### What is being asked
Please answer these questions from the forum thread on green-spotted puffers and bumblebee gobies:
(a) What town is the original poster from?
(b) At which store has carmenh most often seen green-spotted puffers?
(c) How many bumblebee gobies did carmenh buy at the Terra greenhouses, and for what price?

### Excerpt provided

# Green-spotted puffers & Bumblebee Gobies!!!



## Brackish (Nov 30, 2010)

Hey all,

Just introduced myself in the intro forum and now I have a question for you!!

I'm from Stoney Creek and I'm wondering if any of you have seen any green-spotted puffers and/or bumblebee gobies lately in the GTA?!

Preferably between Niagara and Mississauga, but will travel further if need be.

Thanks for any info guys... So hard to find GSP's lately now that I'm looking...

Hopefully one of you can guide me in the right direction (read:store)..

Thanks again in advance!!!


----------



## carmenh (Dec 20, 2009)

Welcome from Burlington! I've never had any luck finding bbg's but gsp's are around, for sure. They tend to be somewhat seasonal, though. I was seeing them quite a bit in the summer...

The place I've probably seen gsp's at most often is Dragon Aquarium, but be prepared to deworm and nurse it back to health...


----------



## carmenh (Dec 20, 2009)

Too funny! I have to meet someone in Milton tonight and I was early, so to kill time, I went into the Terra greenhouses at Brittania and Trafalgar. They have a neat little fish store set apart from the main building. In it, I found bumblebee gobies! I bought 4 for $10, and there are more left. On the next tank, there is a sign for GSP's, but they're sold out right now. The nice young lady says they normally have them. I got the phone number if you want it. Both were in a specifically brackish section


----------



## Brackish (Nov 30, 2010)

Source data
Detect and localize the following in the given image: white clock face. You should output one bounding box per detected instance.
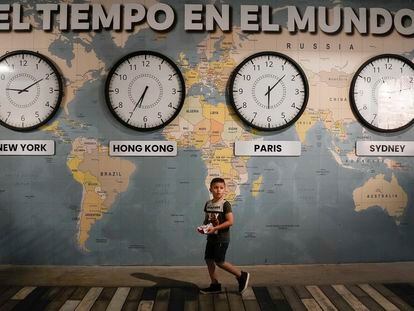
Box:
[229,52,308,131]
[350,54,414,132]
[0,51,62,131]
[106,51,185,131]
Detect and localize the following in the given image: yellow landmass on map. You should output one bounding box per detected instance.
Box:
[353,174,408,223]
[67,138,135,251]
[251,175,263,198]
[163,96,253,201]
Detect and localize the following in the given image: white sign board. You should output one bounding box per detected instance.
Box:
[356,141,414,157]
[109,140,177,157]
[234,141,301,157]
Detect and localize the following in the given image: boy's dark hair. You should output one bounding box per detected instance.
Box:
[210,177,226,188]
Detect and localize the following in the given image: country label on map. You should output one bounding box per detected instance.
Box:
[109,140,177,157]
[0,140,55,155]
[356,141,414,157]
[234,141,301,157]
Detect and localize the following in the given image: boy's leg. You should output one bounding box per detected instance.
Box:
[206,259,218,284]
[216,261,241,278]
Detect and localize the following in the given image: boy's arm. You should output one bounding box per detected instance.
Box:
[203,213,208,225]
[208,212,234,233]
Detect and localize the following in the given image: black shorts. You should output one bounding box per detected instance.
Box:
[204,240,229,263]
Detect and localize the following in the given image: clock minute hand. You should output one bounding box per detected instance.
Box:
[17,78,43,94]
[6,88,29,94]
[265,75,286,96]
[132,85,148,112]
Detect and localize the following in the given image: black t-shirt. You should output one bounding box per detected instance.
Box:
[204,200,232,242]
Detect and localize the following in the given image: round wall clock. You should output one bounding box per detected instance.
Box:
[0,50,63,131]
[105,51,185,131]
[349,54,414,132]
[228,52,309,131]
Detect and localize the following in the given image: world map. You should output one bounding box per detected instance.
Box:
[0,1,414,265]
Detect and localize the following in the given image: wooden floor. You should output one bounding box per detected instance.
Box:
[0,283,414,311]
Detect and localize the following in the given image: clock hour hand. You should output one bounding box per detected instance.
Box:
[265,75,286,96]
[17,78,43,94]
[266,85,270,109]
[6,88,29,94]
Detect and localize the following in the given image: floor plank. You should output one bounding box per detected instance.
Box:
[213,291,230,311]
[385,283,414,308]
[281,286,306,311]
[253,287,276,311]
[332,284,369,311]
[301,298,322,311]
[306,285,338,311]
[10,286,36,300]
[75,287,103,311]
[153,288,171,311]
[371,284,414,311]
[198,294,214,311]
[319,285,353,311]
[267,286,292,311]
[359,284,399,311]
[106,287,131,311]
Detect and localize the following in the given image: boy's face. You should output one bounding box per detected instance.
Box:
[210,182,226,200]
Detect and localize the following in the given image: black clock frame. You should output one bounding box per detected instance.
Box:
[227,51,309,132]
[349,54,414,133]
[105,50,186,132]
[0,50,63,132]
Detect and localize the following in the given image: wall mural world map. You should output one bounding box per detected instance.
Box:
[0,1,414,265]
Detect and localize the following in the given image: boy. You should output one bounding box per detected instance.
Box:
[200,178,250,294]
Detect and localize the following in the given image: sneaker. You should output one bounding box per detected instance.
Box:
[237,271,250,294]
[200,283,221,294]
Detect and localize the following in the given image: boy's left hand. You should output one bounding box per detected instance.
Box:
[207,227,217,234]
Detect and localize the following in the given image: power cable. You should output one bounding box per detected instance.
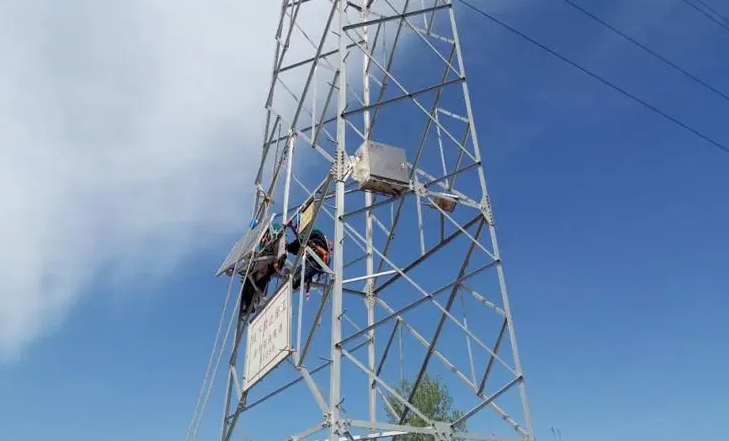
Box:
[562,0,729,102]
[459,0,729,153]
[696,0,729,23]
[681,0,729,32]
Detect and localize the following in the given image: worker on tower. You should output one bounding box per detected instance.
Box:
[286,228,331,293]
[239,222,286,319]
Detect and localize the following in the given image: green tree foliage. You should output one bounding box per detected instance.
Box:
[387,374,466,441]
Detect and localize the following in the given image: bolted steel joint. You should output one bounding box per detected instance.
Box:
[434,421,454,441]
[480,195,494,225]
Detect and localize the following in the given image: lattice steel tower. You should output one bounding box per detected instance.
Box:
[194,0,533,441]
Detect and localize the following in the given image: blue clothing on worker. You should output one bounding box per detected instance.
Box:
[286,229,330,289]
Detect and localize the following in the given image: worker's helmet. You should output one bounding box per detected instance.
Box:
[271,223,283,234]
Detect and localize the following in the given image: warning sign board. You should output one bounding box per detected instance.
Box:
[243,282,292,390]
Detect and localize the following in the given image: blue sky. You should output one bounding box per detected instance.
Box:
[0,0,729,441]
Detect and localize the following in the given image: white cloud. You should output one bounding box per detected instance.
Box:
[0,0,336,361]
[0,0,444,362]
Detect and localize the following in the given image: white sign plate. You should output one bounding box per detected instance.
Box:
[243,282,292,391]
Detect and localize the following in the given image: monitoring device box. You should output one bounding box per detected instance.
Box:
[353,141,410,195]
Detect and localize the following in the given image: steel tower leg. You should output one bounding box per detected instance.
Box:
[199,0,534,441]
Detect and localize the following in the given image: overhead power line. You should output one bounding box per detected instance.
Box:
[562,0,729,102]
[681,0,729,31]
[696,0,729,23]
[459,0,729,153]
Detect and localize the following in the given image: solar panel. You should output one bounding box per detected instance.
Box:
[215,215,271,277]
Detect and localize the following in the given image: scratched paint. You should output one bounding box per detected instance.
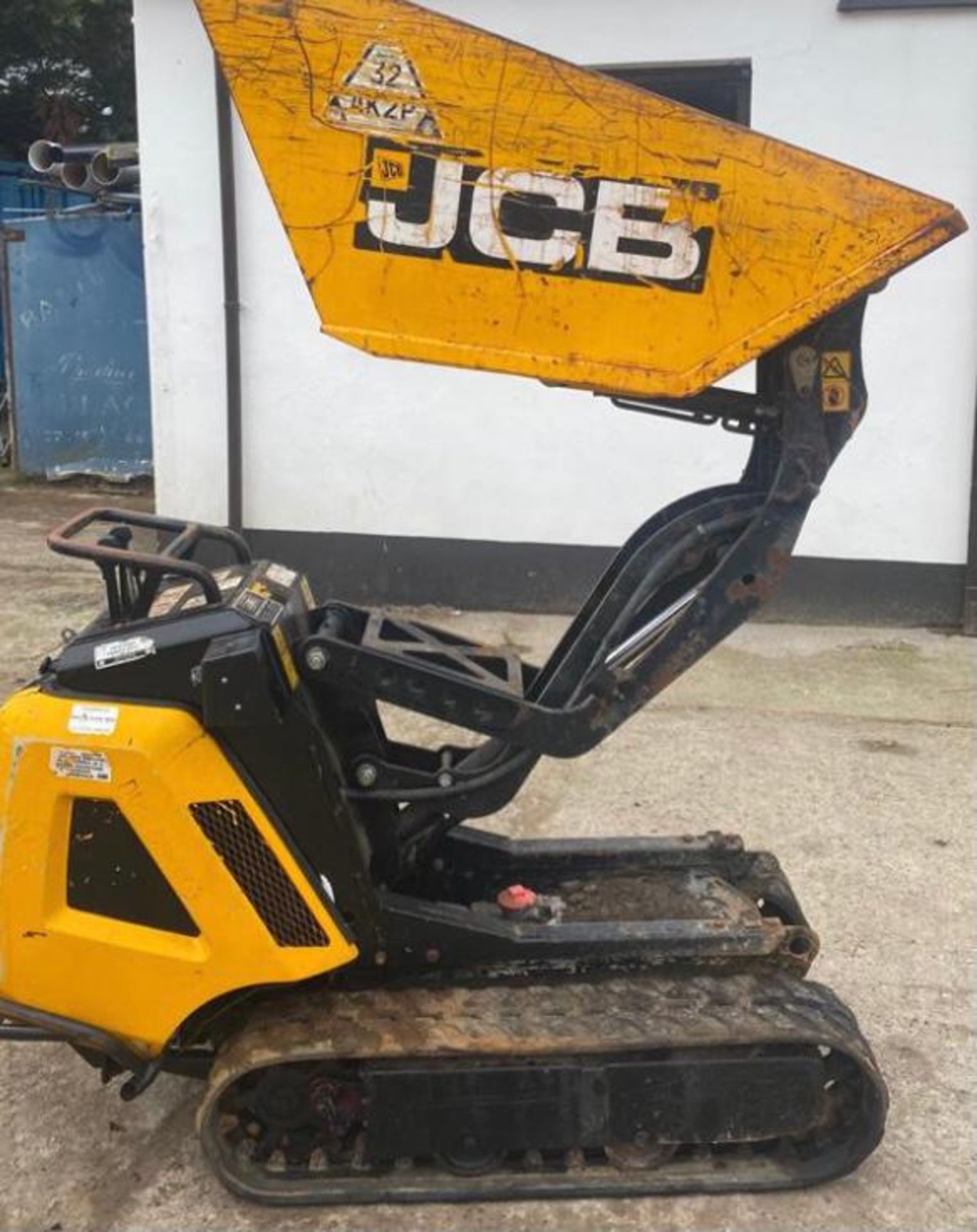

### Final result
(a) Stoney Creek.
(b) Dragon Aquarium.
(c) Four, for $10.